━━━ Records supplied ━━━
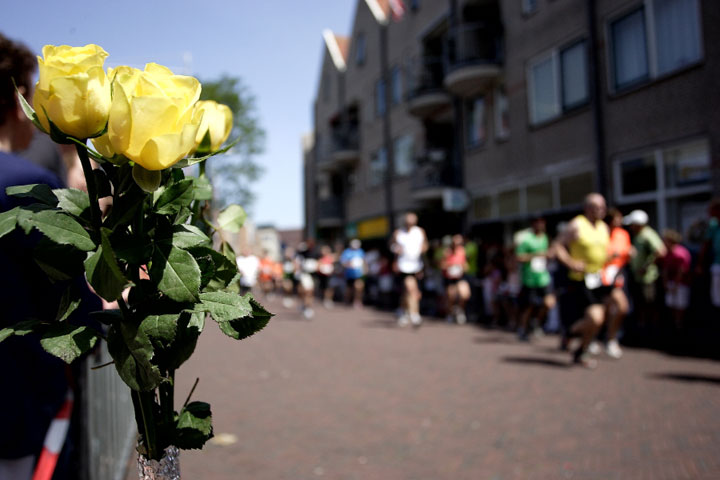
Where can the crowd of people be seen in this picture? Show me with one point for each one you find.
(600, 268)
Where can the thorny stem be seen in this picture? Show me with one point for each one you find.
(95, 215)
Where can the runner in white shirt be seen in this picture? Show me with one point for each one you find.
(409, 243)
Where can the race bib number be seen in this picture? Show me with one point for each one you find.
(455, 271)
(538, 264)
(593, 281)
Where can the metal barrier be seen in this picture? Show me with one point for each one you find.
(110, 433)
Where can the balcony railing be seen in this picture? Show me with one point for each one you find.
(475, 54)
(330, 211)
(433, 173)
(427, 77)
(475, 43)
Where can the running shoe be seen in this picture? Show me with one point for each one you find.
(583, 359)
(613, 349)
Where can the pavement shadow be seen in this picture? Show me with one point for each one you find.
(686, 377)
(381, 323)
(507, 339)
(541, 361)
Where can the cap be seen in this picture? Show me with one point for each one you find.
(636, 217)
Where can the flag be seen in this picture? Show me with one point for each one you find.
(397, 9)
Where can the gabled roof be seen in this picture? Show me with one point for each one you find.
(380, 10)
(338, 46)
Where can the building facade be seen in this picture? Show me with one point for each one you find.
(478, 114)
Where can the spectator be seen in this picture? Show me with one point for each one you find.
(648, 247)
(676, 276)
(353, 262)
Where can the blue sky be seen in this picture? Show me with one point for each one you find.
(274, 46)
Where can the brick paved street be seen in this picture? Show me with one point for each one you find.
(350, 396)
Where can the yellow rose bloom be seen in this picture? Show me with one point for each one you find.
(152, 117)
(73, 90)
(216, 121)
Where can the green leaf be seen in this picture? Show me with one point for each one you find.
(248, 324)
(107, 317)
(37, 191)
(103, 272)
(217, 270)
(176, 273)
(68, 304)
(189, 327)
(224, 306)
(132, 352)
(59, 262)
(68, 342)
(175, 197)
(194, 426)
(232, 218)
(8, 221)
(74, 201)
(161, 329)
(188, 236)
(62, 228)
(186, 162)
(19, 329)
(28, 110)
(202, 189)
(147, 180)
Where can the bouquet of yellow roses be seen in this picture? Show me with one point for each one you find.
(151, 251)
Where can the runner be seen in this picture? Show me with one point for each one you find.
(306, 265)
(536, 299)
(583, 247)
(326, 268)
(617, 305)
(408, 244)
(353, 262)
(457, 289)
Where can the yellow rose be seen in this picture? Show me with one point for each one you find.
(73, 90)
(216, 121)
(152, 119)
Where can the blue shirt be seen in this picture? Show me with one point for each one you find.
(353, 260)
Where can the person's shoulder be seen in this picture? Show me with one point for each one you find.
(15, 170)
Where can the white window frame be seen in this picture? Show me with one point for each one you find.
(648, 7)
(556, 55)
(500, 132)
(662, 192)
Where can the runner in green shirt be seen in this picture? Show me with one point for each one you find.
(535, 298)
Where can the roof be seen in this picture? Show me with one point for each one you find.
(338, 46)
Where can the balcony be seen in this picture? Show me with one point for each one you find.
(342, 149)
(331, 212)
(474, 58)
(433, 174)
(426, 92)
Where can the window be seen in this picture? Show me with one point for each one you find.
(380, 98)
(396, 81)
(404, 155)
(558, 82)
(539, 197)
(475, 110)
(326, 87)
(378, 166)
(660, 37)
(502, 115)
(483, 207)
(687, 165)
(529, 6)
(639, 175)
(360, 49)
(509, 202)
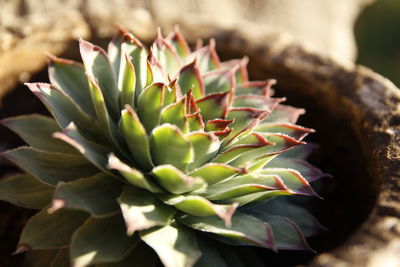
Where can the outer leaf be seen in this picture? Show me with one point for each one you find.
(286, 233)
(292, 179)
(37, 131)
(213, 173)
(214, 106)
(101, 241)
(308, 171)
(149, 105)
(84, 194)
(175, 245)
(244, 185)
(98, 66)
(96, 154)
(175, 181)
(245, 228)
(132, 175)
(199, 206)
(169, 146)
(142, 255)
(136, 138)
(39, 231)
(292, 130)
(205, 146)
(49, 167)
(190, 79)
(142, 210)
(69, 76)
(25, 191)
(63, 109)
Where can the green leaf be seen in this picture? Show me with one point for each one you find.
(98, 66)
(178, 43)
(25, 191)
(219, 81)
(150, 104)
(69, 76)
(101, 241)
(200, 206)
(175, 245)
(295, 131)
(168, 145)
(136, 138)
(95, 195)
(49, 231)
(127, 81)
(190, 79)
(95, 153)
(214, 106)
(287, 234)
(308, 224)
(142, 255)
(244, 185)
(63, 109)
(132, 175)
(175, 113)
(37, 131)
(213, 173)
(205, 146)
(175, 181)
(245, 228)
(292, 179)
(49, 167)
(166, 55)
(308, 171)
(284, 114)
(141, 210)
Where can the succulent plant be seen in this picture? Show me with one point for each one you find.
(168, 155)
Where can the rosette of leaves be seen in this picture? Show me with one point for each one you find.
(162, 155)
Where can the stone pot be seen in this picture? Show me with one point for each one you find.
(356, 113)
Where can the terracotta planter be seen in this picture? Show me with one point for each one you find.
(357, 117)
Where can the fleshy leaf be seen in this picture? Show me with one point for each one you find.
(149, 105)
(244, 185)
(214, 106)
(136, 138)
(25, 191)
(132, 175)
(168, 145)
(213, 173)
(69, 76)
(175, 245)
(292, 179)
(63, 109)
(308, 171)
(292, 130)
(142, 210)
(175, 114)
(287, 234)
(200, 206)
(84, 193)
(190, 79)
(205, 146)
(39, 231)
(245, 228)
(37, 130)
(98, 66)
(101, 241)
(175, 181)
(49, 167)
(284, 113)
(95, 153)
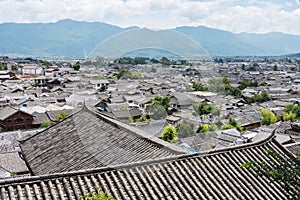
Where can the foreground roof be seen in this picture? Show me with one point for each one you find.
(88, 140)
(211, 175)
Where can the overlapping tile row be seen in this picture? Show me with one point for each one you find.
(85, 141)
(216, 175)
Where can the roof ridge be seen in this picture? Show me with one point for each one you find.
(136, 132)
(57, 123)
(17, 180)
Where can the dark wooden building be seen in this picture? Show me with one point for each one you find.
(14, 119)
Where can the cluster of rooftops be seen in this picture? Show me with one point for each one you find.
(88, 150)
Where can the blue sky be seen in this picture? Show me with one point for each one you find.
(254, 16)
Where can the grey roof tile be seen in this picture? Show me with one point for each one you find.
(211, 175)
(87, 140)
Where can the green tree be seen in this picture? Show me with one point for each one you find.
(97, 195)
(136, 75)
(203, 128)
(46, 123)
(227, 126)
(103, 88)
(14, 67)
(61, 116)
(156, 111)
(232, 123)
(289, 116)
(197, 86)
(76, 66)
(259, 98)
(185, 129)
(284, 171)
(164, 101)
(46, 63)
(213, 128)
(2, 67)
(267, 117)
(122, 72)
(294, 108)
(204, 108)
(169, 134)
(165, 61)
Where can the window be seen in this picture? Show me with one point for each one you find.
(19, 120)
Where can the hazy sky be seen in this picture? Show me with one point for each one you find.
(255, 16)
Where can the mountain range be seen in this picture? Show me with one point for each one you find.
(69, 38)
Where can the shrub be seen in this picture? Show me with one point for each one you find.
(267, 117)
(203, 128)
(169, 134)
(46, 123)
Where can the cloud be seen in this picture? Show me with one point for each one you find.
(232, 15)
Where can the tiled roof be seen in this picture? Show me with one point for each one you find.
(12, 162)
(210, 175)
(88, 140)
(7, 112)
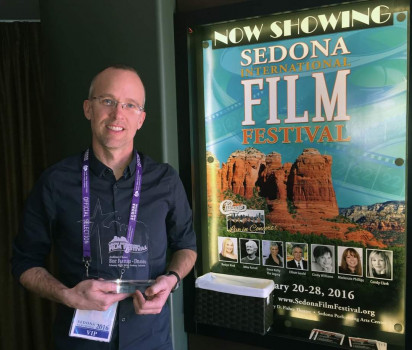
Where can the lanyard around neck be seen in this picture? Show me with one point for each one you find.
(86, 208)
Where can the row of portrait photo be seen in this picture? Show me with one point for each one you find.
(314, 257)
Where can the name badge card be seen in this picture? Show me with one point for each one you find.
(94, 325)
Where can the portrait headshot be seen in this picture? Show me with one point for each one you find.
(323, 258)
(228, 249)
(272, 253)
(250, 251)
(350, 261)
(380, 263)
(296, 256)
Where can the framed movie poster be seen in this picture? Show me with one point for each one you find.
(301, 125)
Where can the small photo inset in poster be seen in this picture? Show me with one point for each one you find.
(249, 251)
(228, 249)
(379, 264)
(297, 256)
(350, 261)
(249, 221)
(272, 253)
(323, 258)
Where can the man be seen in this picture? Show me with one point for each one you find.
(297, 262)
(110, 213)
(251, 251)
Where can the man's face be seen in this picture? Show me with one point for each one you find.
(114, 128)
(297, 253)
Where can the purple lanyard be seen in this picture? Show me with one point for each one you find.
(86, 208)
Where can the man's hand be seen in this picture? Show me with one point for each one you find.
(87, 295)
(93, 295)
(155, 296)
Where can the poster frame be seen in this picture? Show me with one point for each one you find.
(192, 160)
━━━
### Exercise goal
Retype, exactly as written, each line from the one that has "Where can the small" to the bottom of the entries above, and include both of those lines.

### Solved problem
Where can the small photo inset in poster be seen in this picture? Show me with one point for each one you find.
(249, 251)
(228, 249)
(379, 264)
(297, 256)
(350, 261)
(249, 221)
(272, 253)
(323, 258)
Where can the man be seen in this picture? Show me with one point for each one you find.
(297, 262)
(110, 213)
(251, 251)
Where can the man's face be seen in this picture? Show me with one point for each one you find.
(114, 128)
(297, 253)
Where can the purple lanyard be seen in this picture? Show me with one point for each one you find.
(86, 208)
Where can the man's hand be seen in this picture? Show me with one point for each one you find.
(87, 295)
(93, 295)
(155, 296)
Where can the poster frame be seen in this picture? Show me with one point for each one you find.
(192, 160)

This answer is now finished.